Requirement
In the data, find the word "fence" and copy out every line that has it.

[Data extracted from a collection]
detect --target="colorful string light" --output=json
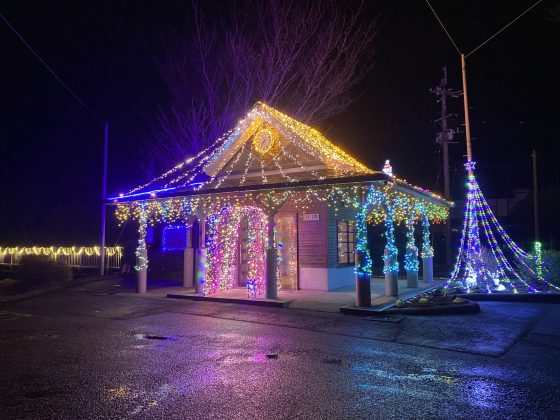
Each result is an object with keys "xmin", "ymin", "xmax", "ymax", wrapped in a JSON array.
[
  {"xmin": 204, "ymin": 206, "xmax": 267, "ymax": 296},
  {"xmin": 120, "ymin": 182, "xmax": 449, "ymax": 288},
  {"xmin": 404, "ymin": 212, "xmax": 419, "ymax": 272},
  {"xmin": 382, "ymin": 201, "xmax": 399, "ymax": 274},
  {"xmin": 114, "ymin": 103, "xmax": 451, "ymax": 296},
  {"xmin": 110, "ymin": 103, "xmax": 450, "ymax": 206},
  {"xmin": 447, "ymin": 162, "xmax": 559, "ymax": 293},
  {"xmin": 134, "ymin": 205, "xmax": 149, "ymax": 271},
  {"xmin": 534, "ymin": 241, "xmax": 543, "ymax": 280},
  {"xmin": 416, "ymin": 203, "xmax": 434, "ymax": 259}
]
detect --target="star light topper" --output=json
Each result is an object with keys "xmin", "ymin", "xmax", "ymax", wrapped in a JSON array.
[
  {"xmin": 464, "ymin": 160, "xmax": 476, "ymax": 171},
  {"xmin": 382, "ymin": 159, "xmax": 393, "ymax": 177}
]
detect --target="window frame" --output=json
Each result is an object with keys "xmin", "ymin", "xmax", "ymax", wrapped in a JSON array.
[{"xmin": 336, "ymin": 220, "xmax": 356, "ymax": 267}]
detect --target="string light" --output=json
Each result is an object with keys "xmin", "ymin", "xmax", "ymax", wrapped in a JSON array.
[
  {"xmin": 204, "ymin": 206, "xmax": 267, "ymax": 296},
  {"xmin": 0, "ymin": 246, "xmax": 122, "ymax": 258},
  {"xmin": 382, "ymin": 201, "xmax": 399, "ymax": 274},
  {"xmin": 446, "ymin": 162, "xmax": 559, "ymax": 293},
  {"xmin": 112, "ymin": 103, "xmax": 452, "ymax": 296},
  {"xmin": 404, "ymin": 211, "xmax": 419, "ymax": 272},
  {"xmin": 161, "ymin": 225, "xmax": 189, "ymax": 253},
  {"xmin": 417, "ymin": 202, "xmax": 434, "ymax": 259},
  {"xmin": 117, "ymin": 183, "xmax": 450, "ymax": 286},
  {"xmin": 534, "ymin": 241, "xmax": 543, "ymax": 280},
  {"xmin": 113, "ymin": 103, "xmax": 448, "ymax": 200},
  {"xmin": 134, "ymin": 205, "xmax": 148, "ymax": 271}
]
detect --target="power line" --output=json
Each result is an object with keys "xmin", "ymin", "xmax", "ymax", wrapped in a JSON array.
[
  {"xmin": 424, "ymin": 0, "xmax": 544, "ymax": 59},
  {"xmin": 1, "ymin": 13, "xmax": 102, "ymax": 122},
  {"xmin": 424, "ymin": 0, "xmax": 462, "ymax": 54},
  {"xmin": 465, "ymin": 0, "xmax": 543, "ymax": 58}
]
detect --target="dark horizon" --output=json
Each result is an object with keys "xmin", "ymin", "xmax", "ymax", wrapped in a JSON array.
[{"xmin": 1, "ymin": 0, "xmax": 559, "ymax": 245}]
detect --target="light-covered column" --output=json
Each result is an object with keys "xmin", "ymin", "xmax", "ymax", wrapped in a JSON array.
[
  {"xmin": 354, "ymin": 186, "xmax": 372, "ymax": 307},
  {"xmin": 195, "ymin": 213, "xmax": 207, "ymax": 295},
  {"xmin": 383, "ymin": 203, "xmax": 398, "ymax": 297},
  {"xmin": 135, "ymin": 206, "xmax": 148, "ymax": 294},
  {"xmin": 265, "ymin": 211, "xmax": 278, "ymax": 300},
  {"xmin": 405, "ymin": 213, "xmax": 419, "ymax": 288},
  {"xmin": 421, "ymin": 213, "xmax": 434, "ymax": 283},
  {"xmin": 183, "ymin": 222, "xmax": 194, "ymax": 288}
]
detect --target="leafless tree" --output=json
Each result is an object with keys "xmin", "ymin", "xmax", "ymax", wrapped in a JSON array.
[{"xmin": 142, "ymin": 0, "xmax": 379, "ymax": 176}]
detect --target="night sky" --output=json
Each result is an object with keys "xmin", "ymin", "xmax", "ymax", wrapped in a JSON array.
[{"xmin": 1, "ymin": 0, "xmax": 559, "ymax": 246}]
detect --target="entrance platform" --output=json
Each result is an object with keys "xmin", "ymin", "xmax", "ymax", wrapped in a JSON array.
[{"xmin": 164, "ymin": 278, "xmax": 444, "ymax": 313}]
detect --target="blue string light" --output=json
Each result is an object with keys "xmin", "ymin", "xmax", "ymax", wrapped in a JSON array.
[
  {"xmin": 404, "ymin": 212, "xmax": 419, "ymax": 272},
  {"xmin": 447, "ymin": 161, "xmax": 559, "ymax": 293},
  {"xmin": 382, "ymin": 201, "xmax": 399, "ymax": 274},
  {"xmin": 162, "ymin": 224, "xmax": 188, "ymax": 253}
]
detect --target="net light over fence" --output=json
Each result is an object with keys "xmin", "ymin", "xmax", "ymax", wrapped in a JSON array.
[{"xmin": 0, "ymin": 246, "xmax": 123, "ymax": 269}]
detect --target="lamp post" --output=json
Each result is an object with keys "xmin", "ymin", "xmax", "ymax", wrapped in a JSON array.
[{"xmin": 99, "ymin": 122, "xmax": 108, "ymax": 275}]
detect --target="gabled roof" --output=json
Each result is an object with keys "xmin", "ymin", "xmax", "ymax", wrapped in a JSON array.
[{"xmin": 117, "ymin": 102, "xmax": 376, "ymax": 200}]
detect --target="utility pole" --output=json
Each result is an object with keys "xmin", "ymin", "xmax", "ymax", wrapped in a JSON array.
[
  {"xmin": 430, "ymin": 66, "xmax": 459, "ymax": 269},
  {"xmin": 532, "ymin": 149, "xmax": 539, "ymax": 241},
  {"xmin": 461, "ymin": 54, "xmax": 474, "ymax": 166},
  {"xmin": 100, "ymin": 122, "xmax": 109, "ymax": 275}
]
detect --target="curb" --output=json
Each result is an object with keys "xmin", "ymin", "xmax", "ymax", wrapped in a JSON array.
[
  {"xmin": 384, "ymin": 301, "xmax": 480, "ymax": 315},
  {"xmin": 167, "ymin": 293, "xmax": 291, "ymax": 308},
  {"xmin": 455, "ymin": 293, "xmax": 560, "ymax": 303},
  {"xmin": 0, "ymin": 273, "xmax": 121, "ymax": 303},
  {"xmin": 340, "ymin": 300, "xmax": 480, "ymax": 316}
]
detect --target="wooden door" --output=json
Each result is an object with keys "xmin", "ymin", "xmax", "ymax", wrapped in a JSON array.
[{"xmin": 276, "ymin": 214, "xmax": 298, "ymax": 290}]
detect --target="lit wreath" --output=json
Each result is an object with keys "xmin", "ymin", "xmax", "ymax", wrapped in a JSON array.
[{"xmin": 252, "ymin": 126, "xmax": 280, "ymax": 158}]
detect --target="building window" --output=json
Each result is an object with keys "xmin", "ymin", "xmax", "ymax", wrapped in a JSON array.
[{"xmin": 337, "ymin": 220, "xmax": 356, "ymax": 266}]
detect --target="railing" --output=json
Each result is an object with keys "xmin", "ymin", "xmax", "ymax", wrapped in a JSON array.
[{"xmin": 0, "ymin": 246, "xmax": 123, "ymax": 269}]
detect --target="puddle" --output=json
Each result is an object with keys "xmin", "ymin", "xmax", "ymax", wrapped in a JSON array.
[
  {"xmin": 0, "ymin": 310, "xmax": 32, "ymax": 319},
  {"xmin": 322, "ymin": 358, "xmax": 350, "ymax": 368},
  {"xmin": 362, "ymin": 315, "xmax": 404, "ymax": 323},
  {"xmin": 133, "ymin": 333, "xmax": 177, "ymax": 341},
  {"xmin": 24, "ymin": 390, "xmax": 52, "ymax": 399},
  {"xmin": 253, "ymin": 351, "xmax": 302, "ymax": 362},
  {"xmin": 24, "ymin": 333, "xmax": 59, "ymax": 340}
]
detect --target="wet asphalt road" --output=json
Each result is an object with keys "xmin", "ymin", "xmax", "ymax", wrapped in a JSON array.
[{"xmin": 1, "ymin": 278, "xmax": 560, "ymax": 419}]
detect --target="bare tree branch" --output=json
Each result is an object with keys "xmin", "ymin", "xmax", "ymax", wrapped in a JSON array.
[{"xmin": 142, "ymin": 0, "xmax": 380, "ymax": 176}]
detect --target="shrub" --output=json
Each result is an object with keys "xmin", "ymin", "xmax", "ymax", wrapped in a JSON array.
[
  {"xmin": 515, "ymin": 248, "xmax": 560, "ymax": 289},
  {"xmin": 16, "ymin": 255, "xmax": 72, "ymax": 286},
  {"xmin": 542, "ymin": 249, "xmax": 560, "ymax": 286}
]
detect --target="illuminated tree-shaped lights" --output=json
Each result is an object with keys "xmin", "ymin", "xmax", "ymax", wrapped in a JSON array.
[{"xmin": 447, "ymin": 161, "xmax": 560, "ymax": 293}]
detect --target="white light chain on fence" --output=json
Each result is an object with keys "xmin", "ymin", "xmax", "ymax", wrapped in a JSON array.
[{"xmin": 0, "ymin": 246, "xmax": 123, "ymax": 269}]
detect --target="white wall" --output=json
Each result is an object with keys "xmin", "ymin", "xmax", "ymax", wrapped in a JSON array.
[{"xmin": 299, "ymin": 266, "xmax": 354, "ymax": 291}]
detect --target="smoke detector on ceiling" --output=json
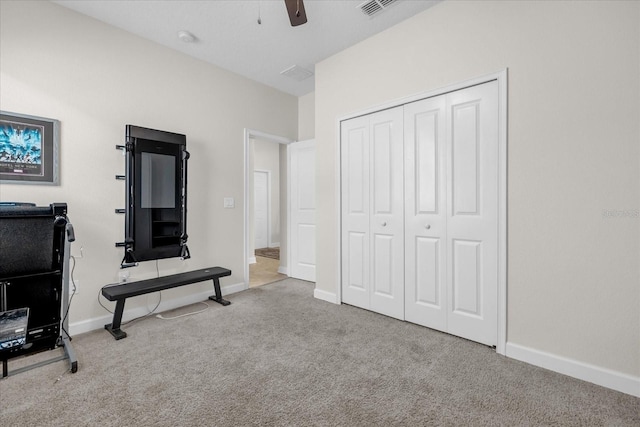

Finished exercise
detect --target="net light over fence" --output=json
detect --target="white light chain on fence" --output=json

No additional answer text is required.